• EXTRACT TO READ:

____________

The image above is of Coyolxauhqui, the divine energy of the moon as sculpted by the Aztec peoples. She was dismembered by her brother, the Sun God, and tossed into the sky. You see her bones sticking out, her breasts hang low, she has rolls on her belly. This is a mature woman who has lived life. Though she is dismembered, in this depiction she also gives the impression of being whole, in movement.
In her image you can feel how primordial wholeness gives way to dismemberment, but like the cycle of the moon, wholeness arises again. Nothing is ever lost, but rather you are transfigured through the dis-membering effects of loss.
Gods personifying the dynamics of dismemberment, such as Osiris, Dionysus and Kali, show the potentials of this archetypal experience. Violence, loss, grief, catastrophe, illness, despair, envy, fury, and ecstasy induce altered states that splinter and shatter you, unhooking you from your habitual anchors.

____________

• DATA:
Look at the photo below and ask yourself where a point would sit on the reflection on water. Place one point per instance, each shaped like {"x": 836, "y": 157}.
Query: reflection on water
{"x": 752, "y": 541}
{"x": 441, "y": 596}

____________

• WHAT IS REQUIRED: Repeat word for word the stretch of the Coyolxauhqui passage from "Gods personifying the" to "your habitual anchors.". Rely only on the Coyolxauhqui passage, not on the data.

• CORRECT RESPONSE:
Gods personifying the dynamics of dismemberment, such as Osiris, Dionysus and Kali, show the potentials of this archetypal experience. Violence, loss, grief, catastrophe, illness, despair, envy, fury, and ecstasy induce altered states that splinter and shatter you, unhooking you from your habitual anchors.